Provided entries:
BEGIN

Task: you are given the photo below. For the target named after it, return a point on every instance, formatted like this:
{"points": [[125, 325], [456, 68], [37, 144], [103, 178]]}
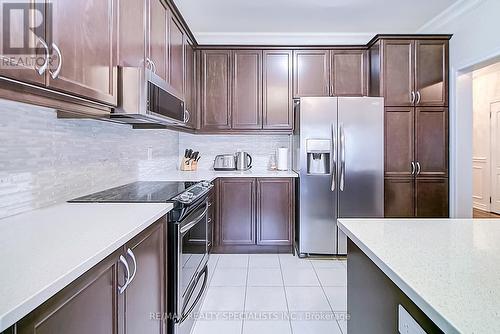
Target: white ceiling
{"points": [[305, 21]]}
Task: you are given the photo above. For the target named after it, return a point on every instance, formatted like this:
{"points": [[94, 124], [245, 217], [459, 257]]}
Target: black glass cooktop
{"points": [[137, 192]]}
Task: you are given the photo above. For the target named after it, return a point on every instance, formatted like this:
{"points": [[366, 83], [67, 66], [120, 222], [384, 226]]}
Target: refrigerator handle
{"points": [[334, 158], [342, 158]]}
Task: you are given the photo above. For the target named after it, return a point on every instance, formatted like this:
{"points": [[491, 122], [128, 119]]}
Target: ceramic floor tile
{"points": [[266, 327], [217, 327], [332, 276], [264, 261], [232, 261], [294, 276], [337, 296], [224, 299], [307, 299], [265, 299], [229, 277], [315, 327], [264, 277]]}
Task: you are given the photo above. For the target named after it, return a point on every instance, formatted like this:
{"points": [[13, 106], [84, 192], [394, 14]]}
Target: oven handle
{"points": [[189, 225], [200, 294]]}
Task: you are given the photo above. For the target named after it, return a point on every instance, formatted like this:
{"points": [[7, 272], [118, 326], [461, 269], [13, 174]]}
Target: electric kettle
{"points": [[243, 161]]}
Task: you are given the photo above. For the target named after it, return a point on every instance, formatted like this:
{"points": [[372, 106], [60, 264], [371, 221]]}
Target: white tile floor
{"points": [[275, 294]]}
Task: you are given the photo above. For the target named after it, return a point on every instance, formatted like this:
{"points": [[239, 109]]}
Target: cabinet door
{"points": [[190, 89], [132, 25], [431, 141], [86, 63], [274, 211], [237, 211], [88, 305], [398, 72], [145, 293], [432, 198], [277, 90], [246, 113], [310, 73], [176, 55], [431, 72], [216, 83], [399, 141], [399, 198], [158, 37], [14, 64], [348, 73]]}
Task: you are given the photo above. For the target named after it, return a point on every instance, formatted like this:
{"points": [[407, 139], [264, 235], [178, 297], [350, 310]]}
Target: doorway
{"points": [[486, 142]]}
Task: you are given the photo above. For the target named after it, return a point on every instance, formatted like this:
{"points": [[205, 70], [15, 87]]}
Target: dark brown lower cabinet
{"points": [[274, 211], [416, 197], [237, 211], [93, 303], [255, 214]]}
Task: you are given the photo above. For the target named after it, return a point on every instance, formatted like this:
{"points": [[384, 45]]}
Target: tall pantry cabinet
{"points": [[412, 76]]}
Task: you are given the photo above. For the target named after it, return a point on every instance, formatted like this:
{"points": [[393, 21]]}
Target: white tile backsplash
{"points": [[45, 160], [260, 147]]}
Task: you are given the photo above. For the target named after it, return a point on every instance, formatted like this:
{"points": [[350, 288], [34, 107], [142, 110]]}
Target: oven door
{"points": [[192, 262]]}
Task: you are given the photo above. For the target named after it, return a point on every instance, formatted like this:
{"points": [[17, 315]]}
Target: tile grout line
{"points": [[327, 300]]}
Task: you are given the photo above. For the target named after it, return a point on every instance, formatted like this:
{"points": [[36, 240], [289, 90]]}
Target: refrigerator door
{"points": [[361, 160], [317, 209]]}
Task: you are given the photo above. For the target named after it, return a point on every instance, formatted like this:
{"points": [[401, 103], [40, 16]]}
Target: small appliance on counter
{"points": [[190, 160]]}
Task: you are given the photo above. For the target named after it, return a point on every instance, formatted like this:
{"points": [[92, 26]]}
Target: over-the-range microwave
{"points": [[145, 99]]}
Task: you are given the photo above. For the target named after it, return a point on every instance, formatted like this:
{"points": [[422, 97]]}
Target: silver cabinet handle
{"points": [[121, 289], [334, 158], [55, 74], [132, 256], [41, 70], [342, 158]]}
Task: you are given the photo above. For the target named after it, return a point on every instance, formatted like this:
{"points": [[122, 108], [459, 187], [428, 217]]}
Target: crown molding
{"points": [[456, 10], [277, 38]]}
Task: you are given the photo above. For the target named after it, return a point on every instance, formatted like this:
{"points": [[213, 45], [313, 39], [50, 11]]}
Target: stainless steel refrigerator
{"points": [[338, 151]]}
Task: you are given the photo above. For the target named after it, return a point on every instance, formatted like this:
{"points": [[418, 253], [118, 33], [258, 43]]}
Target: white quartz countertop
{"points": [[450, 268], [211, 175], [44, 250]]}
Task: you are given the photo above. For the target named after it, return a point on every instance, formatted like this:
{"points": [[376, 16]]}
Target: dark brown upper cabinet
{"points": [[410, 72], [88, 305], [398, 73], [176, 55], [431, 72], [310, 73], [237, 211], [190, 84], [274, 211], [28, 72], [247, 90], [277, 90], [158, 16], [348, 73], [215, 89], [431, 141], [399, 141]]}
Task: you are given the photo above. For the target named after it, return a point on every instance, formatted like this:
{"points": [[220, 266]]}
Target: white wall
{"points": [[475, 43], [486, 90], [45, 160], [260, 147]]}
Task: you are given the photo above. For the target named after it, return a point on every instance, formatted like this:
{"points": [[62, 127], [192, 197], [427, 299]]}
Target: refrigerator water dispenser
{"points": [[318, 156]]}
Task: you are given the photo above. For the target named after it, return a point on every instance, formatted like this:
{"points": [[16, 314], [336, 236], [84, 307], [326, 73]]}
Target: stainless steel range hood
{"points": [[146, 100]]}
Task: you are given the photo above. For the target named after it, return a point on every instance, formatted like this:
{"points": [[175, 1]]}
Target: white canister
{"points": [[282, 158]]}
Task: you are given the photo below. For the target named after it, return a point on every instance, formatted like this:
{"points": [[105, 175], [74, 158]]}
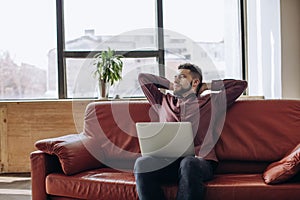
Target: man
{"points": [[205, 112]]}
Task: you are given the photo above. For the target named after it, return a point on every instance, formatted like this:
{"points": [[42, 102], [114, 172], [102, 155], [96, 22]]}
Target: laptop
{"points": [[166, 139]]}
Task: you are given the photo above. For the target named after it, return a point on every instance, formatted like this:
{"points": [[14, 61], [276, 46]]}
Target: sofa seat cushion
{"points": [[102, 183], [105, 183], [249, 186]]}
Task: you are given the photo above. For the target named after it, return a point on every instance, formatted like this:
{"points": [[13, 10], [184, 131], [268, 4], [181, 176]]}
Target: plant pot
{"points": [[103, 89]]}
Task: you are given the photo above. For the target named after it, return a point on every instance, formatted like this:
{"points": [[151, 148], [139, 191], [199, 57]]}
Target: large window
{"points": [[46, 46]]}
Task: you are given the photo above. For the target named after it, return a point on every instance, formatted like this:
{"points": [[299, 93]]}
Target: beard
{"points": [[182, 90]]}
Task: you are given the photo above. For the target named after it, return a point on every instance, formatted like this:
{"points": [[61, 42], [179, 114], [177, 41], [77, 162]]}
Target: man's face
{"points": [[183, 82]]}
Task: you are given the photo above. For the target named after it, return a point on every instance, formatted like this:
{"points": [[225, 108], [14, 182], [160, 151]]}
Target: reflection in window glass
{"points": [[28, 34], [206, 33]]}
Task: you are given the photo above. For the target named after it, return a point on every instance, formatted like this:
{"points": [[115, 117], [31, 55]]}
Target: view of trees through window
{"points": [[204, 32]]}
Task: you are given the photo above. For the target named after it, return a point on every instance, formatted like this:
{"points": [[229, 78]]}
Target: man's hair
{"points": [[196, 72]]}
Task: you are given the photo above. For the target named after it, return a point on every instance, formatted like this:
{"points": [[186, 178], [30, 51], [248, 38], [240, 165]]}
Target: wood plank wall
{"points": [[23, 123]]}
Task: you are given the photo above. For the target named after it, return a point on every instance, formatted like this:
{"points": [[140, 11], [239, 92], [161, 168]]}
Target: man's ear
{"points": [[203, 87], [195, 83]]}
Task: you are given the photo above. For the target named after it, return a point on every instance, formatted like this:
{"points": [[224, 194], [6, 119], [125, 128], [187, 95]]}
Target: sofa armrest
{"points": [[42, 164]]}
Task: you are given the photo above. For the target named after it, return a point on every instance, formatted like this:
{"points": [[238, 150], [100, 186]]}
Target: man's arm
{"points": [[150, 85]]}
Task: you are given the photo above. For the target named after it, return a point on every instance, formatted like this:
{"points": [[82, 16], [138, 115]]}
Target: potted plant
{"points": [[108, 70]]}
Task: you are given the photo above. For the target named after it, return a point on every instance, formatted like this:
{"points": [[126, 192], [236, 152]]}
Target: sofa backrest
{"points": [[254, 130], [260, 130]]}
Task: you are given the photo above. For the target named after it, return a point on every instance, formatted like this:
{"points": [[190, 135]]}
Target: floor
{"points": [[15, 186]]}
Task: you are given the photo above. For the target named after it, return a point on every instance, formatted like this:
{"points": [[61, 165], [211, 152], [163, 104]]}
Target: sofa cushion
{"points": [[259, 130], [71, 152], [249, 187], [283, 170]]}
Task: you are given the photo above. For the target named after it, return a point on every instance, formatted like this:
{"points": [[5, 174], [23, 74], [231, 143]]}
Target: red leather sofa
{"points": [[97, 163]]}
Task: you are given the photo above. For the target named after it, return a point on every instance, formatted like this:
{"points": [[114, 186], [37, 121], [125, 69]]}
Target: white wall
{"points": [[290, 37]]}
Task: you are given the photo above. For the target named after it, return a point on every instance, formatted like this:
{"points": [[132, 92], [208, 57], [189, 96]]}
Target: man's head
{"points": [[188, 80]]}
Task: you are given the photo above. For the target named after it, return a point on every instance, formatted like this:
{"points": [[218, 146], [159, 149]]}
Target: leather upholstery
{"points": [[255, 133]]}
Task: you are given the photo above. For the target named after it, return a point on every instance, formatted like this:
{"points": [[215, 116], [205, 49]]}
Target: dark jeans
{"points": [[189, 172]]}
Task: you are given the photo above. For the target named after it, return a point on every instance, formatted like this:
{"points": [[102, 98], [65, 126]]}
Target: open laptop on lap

END
BEGIN

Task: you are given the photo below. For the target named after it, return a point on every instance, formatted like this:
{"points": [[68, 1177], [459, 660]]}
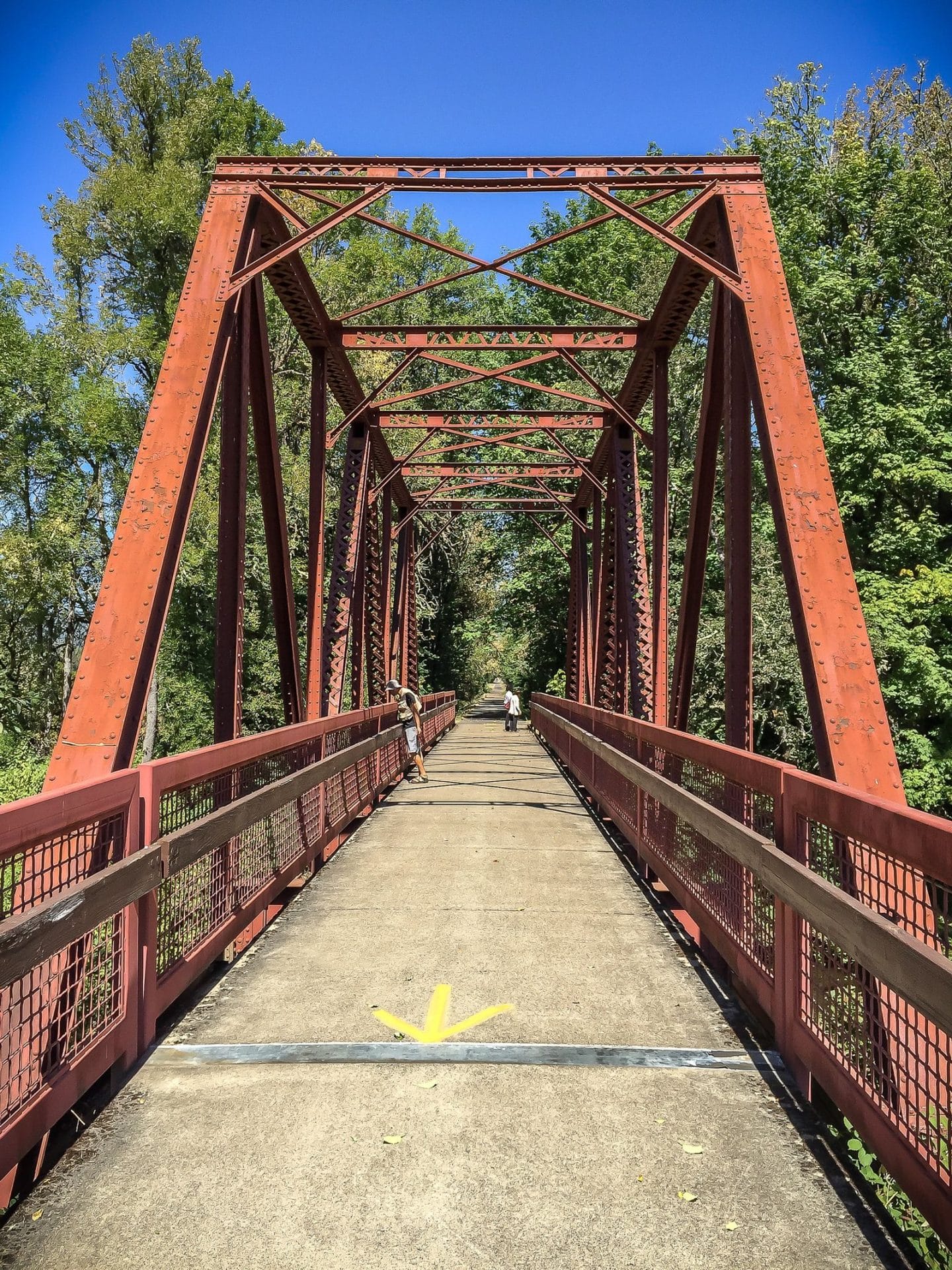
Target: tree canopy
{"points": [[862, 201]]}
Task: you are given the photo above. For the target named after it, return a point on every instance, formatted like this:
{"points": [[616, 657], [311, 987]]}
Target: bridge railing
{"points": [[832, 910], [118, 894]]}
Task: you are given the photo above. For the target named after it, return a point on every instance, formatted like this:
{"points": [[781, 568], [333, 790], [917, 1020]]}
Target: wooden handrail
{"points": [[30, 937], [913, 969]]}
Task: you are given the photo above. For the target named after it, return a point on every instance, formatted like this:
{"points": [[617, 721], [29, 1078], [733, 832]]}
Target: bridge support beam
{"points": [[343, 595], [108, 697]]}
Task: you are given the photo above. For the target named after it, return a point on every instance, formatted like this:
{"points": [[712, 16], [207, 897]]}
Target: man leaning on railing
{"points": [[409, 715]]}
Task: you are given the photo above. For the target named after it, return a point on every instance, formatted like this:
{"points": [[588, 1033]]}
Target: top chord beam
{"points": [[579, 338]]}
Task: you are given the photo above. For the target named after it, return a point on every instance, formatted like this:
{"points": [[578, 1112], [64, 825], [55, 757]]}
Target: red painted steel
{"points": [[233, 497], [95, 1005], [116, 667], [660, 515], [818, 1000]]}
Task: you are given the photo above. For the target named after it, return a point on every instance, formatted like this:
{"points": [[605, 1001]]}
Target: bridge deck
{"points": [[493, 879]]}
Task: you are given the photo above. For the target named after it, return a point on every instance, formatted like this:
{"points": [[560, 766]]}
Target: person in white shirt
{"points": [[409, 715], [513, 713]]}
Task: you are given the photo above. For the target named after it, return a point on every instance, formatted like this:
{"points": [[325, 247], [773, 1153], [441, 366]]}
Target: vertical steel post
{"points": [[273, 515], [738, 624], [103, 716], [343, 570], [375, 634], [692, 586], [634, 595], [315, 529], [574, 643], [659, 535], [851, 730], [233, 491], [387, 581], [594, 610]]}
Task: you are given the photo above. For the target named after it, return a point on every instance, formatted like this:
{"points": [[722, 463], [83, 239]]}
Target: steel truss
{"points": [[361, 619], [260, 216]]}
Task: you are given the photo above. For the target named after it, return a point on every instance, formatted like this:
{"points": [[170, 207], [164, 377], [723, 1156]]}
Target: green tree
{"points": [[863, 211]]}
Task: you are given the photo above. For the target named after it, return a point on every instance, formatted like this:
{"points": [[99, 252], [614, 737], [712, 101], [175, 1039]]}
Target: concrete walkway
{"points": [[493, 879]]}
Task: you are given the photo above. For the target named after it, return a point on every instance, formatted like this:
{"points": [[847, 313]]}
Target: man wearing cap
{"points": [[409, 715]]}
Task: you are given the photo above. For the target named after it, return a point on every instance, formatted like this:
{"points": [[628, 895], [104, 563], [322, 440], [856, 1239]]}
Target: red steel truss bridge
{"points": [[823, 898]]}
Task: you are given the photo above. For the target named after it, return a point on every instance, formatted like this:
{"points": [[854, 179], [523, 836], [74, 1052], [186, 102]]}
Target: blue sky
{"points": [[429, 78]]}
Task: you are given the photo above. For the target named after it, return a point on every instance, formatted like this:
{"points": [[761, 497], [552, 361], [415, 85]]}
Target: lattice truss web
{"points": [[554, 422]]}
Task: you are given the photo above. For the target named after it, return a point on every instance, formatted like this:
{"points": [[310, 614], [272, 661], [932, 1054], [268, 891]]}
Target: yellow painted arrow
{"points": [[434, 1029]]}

END

What you are asked to do: Locate every line of the records that contains the string "painted", matching case exactly, and copy each such line.

Solution for this problem:
Target: red painted steel
Target: yellow painted arrow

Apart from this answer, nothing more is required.